What is expected » Copy exactly the lines from the "of the rearview" line to the end, both included, and nothing else.

— Start Items —

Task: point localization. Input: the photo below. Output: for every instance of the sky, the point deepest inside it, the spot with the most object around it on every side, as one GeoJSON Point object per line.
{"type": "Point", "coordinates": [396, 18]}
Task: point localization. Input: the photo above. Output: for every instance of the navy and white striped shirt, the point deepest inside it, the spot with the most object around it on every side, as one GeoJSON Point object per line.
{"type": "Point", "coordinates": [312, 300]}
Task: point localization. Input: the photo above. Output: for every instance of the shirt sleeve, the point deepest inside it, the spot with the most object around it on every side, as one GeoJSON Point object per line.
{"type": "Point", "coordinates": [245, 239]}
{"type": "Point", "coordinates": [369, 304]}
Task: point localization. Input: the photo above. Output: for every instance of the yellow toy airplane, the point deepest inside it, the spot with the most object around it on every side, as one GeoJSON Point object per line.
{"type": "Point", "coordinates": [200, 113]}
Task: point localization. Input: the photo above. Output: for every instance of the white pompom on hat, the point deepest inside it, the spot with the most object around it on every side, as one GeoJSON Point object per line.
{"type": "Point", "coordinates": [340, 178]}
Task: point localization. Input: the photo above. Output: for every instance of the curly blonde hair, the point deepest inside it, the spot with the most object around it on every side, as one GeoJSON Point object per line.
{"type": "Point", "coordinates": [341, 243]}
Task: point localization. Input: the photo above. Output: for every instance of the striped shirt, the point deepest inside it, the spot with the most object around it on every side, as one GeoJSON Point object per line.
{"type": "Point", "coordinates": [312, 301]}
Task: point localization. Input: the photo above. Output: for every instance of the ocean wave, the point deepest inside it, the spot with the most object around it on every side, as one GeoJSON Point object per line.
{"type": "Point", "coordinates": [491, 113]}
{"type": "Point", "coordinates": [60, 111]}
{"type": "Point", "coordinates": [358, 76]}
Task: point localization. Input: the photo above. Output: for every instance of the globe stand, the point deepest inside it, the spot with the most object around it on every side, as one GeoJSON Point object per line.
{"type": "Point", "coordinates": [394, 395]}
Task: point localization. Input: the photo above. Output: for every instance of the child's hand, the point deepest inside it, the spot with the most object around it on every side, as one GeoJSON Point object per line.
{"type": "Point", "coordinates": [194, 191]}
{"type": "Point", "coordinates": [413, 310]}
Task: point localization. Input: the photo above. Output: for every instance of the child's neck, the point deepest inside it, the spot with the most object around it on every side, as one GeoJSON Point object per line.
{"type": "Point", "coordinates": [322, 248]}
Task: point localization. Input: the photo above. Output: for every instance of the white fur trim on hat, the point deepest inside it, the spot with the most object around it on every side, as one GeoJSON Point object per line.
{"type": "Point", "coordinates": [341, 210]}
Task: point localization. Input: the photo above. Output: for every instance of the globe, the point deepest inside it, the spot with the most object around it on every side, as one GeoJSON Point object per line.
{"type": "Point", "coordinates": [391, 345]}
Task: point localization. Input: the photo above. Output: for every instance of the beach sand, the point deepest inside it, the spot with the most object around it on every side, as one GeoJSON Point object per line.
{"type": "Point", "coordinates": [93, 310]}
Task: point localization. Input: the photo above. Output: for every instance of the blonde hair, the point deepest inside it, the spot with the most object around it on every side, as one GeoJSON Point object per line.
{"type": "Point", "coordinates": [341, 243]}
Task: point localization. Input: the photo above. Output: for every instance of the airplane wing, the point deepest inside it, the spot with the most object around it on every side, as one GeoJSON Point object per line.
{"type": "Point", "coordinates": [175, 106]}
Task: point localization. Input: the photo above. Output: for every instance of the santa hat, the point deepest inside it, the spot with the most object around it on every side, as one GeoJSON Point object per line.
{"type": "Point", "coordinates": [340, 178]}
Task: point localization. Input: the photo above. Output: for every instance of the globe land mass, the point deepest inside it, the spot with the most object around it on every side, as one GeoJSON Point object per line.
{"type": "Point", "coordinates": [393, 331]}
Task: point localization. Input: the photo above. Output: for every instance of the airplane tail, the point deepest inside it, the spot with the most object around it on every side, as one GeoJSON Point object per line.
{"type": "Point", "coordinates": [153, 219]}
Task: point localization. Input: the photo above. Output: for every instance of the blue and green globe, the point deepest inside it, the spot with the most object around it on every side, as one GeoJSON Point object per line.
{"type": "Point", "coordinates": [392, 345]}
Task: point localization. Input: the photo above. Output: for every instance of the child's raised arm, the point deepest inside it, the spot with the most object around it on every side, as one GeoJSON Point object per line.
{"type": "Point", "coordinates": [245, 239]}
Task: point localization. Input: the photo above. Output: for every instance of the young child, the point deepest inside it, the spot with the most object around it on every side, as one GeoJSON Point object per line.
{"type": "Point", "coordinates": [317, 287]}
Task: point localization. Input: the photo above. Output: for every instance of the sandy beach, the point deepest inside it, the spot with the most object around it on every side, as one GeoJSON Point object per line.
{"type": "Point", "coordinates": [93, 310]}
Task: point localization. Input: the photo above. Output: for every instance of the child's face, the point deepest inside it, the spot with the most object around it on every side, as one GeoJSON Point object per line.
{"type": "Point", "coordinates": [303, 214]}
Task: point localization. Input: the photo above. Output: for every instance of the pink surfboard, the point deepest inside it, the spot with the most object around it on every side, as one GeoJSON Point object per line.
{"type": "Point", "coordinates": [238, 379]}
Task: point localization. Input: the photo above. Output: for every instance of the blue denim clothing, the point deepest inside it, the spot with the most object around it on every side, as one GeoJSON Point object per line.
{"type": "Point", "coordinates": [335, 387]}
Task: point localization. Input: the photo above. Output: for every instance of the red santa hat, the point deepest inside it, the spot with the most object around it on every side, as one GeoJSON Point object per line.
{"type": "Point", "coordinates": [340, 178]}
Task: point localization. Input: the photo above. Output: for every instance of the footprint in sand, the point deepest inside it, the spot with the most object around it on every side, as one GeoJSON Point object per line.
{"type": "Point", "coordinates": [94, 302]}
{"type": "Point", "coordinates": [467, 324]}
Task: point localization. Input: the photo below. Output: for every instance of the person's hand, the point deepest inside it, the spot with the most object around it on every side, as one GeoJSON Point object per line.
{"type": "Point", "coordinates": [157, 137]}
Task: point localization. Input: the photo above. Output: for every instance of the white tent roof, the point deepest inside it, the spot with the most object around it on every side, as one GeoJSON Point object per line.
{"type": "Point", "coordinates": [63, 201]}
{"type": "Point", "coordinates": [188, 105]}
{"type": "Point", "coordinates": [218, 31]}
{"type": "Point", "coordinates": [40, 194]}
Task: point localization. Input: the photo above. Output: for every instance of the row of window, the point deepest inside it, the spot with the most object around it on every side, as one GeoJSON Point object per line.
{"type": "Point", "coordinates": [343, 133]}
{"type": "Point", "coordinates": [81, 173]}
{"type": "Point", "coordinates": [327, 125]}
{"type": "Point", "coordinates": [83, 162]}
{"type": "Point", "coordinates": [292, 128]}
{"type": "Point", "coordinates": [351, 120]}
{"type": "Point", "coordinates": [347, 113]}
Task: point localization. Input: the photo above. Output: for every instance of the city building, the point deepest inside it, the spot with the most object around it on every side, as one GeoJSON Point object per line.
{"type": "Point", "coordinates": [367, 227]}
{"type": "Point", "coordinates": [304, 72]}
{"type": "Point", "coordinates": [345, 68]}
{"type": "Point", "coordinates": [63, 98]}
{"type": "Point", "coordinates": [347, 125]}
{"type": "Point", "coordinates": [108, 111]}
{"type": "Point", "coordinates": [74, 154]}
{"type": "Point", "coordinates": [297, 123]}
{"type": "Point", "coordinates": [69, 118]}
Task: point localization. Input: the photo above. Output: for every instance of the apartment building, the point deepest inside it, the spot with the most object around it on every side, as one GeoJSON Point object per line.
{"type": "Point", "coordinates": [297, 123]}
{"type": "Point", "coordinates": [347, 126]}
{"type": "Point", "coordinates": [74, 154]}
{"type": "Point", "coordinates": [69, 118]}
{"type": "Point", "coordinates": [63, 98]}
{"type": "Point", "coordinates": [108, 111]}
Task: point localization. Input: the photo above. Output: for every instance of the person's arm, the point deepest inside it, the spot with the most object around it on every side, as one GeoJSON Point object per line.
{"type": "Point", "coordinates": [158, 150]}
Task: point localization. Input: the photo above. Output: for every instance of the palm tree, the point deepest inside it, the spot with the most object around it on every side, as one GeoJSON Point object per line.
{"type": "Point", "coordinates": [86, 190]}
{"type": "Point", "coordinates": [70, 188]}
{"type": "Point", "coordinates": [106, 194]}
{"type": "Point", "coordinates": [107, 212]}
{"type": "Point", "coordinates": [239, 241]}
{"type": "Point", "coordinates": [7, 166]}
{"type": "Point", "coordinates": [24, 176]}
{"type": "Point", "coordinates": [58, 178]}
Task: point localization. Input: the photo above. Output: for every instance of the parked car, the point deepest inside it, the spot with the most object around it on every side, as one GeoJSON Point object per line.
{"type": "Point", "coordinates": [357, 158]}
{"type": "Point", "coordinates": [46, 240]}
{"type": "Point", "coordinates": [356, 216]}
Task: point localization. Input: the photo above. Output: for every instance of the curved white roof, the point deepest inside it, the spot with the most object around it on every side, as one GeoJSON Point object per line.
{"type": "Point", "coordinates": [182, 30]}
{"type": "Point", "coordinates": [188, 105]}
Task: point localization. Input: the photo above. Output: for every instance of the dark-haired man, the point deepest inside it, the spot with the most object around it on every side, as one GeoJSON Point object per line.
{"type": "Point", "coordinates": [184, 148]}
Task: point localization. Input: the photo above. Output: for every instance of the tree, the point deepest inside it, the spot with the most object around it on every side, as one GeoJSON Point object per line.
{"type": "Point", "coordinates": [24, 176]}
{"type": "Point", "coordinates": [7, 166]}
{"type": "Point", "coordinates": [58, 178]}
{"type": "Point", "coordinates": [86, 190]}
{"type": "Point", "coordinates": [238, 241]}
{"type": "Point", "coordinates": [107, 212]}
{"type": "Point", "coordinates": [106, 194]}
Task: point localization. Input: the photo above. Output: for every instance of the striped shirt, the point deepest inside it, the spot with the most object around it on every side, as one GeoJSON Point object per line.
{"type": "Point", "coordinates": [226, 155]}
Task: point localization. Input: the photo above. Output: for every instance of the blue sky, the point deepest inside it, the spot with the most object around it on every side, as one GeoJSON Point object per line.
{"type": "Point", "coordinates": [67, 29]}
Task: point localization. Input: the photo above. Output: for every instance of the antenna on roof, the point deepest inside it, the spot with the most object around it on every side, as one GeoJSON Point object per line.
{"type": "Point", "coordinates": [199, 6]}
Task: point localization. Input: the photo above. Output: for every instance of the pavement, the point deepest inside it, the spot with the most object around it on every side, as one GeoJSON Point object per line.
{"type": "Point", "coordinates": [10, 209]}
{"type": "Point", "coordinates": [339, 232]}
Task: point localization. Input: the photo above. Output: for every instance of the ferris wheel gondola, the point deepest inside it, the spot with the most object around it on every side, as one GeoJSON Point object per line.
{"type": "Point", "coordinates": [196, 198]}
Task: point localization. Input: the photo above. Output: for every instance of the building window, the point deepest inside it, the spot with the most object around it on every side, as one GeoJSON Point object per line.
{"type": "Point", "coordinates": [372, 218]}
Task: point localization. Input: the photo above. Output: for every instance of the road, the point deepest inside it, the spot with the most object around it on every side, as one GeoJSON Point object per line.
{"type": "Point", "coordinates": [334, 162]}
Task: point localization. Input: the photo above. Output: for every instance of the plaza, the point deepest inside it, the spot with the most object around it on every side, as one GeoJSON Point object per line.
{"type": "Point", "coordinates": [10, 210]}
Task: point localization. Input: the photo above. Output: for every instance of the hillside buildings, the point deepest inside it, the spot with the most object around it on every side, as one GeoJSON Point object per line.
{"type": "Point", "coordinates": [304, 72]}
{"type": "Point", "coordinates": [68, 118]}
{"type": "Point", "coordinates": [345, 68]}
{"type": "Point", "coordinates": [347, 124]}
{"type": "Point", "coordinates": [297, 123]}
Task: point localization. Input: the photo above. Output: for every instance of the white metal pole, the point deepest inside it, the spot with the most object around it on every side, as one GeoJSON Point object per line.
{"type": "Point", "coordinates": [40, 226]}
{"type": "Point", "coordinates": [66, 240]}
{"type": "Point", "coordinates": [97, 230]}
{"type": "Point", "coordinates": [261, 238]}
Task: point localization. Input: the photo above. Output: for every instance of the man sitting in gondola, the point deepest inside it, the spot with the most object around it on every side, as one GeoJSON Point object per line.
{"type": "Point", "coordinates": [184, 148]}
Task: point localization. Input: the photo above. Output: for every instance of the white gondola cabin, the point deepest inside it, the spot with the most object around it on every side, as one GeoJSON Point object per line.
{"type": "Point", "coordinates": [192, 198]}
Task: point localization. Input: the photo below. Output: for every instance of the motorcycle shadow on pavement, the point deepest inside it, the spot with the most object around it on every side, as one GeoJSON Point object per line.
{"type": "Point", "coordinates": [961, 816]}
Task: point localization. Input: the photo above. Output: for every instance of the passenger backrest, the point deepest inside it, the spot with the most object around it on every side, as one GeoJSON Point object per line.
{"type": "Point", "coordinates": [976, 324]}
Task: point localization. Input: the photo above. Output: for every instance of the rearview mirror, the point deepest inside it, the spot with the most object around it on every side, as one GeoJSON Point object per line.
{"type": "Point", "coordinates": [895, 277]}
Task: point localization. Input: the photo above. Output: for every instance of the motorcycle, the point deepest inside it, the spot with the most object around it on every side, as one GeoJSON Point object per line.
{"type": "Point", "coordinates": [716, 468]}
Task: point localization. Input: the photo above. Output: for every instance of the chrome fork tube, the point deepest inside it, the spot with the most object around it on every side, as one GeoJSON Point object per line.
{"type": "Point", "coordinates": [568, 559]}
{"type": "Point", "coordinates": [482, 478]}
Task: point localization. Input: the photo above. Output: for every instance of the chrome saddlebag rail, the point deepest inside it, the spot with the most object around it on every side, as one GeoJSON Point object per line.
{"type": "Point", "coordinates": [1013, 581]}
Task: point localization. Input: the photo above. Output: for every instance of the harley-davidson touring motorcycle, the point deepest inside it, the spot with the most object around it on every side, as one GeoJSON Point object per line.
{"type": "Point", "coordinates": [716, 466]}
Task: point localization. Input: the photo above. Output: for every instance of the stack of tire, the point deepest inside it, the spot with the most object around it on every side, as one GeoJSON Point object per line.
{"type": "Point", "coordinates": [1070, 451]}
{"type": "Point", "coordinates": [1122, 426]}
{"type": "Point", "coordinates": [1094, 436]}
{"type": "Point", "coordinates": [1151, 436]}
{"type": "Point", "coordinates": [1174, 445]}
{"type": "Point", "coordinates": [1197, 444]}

— End Items —

The completed task »
Task: point localization. Input: the photo above. Output: for every instance of the rearview mirror, the point deepest inside it, the spot with the most object around it on every side, as one GeoJSON Point object per line.
{"type": "Point", "coordinates": [895, 277]}
Task: point localization. Input: the photo above. Output: for every instance of the motorcycle, the point deepest inside it, the spot with the most object around it on every side, as one GeoJSON Point object per line.
{"type": "Point", "coordinates": [716, 468]}
Task: point localization. Input: the photo above. Output: for every instance of the chrome fork tube, the point deepest inside it, the spot with the most object around it on every side, as one GeoJSON Point object per line.
{"type": "Point", "coordinates": [568, 559]}
{"type": "Point", "coordinates": [482, 478]}
Task: point localization. Input: the photo above. Output: for every instance of the chrome saddlebag rail, the point deepest inside it, the spot with the most object around it on every side, as one GeoJSON Point object per line.
{"type": "Point", "coordinates": [1013, 581]}
Task: point localization. Input: the photo above. Output: for every instance of the harley-davidson touring motorcycle, the point deepest inside it, the spot with the most object around it on every side, as one GeoJSON Point object per line.
{"type": "Point", "coordinates": [716, 466]}
Task: point localization. Input: the photo above. Output: for every instance of the stack of tire, the point deepest inside it, the spot with the most object around it on every side, as one GeoJSON Point object per line.
{"type": "Point", "coordinates": [1070, 451]}
{"type": "Point", "coordinates": [1122, 426]}
{"type": "Point", "coordinates": [1094, 436]}
{"type": "Point", "coordinates": [1151, 436]}
{"type": "Point", "coordinates": [1174, 445]}
{"type": "Point", "coordinates": [1197, 444]}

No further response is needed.